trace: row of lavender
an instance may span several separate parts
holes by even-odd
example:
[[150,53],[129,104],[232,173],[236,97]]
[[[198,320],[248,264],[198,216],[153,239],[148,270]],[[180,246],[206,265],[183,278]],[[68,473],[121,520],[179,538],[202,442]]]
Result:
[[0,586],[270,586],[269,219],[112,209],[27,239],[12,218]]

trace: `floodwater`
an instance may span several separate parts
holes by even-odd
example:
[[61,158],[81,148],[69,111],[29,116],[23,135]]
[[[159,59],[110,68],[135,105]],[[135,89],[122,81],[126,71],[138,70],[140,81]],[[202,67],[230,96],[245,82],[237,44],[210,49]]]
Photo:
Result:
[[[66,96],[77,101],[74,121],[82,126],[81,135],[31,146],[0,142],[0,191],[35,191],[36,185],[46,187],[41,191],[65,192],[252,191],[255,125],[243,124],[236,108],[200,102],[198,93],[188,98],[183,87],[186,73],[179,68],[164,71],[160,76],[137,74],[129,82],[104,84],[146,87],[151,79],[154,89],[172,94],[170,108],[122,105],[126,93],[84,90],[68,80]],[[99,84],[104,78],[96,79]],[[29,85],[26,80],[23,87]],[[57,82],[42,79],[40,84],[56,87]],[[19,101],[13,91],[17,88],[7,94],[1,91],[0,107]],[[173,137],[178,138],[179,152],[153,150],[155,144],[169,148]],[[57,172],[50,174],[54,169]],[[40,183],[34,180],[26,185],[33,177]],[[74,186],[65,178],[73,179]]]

---

#### Your task
Copy out every line of the items above, reproducing each character without change.

#### Solution for this problem
trace: row of lavender
an instance may span several separate parts
holes by even-odd
example:
[[150,53],[129,104],[232,173],[236,97]]
[[[198,320],[248,264],[198,216],[153,239],[148,270]],[[180,246],[206,265],[183,278]],[[68,473],[121,520],[179,538],[202,442]]]
Result:
[[0,586],[270,586],[269,219],[112,209],[27,239],[12,218]]

trace: `floodwater`
an instance may span several separate parts
holes by even-odd
example:
[[61,158],[81,148],[69,111],[29,116],[23,135]]
[[[159,59],[110,68],[135,105]],[[135,89],[122,81],[126,71],[138,70],[140,81]],[[202,67],[230,96],[245,82],[237,44],[210,49]]]
Photo:
Result:
[[[66,96],[77,101],[74,121],[82,126],[81,135],[31,146],[0,142],[0,191],[35,191],[36,185],[46,187],[41,191],[65,192],[252,191],[255,125],[243,124],[236,108],[200,102],[198,93],[188,98],[183,87],[186,73],[179,68],[164,71],[160,76],[137,74],[129,82],[104,84],[146,87],[151,79],[154,89],[172,94],[170,108],[122,105],[126,93],[84,90],[68,80]],[[99,84],[104,78],[96,79]],[[29,85],[26,80],[23,87]],[[57,82],[42,79],[40,84],[56,87]],[[19,101],[13,91],[17,88],[7,94],[1,91],[0,107]],[[173,137],[178,138],[179,152],[153,150],[155,144],[169,148]],[[57,172],[50,174],[54,169]],[[40,183],[34,180],[26,185],[33,177]],[[74,186],[65,178],[73,179]]]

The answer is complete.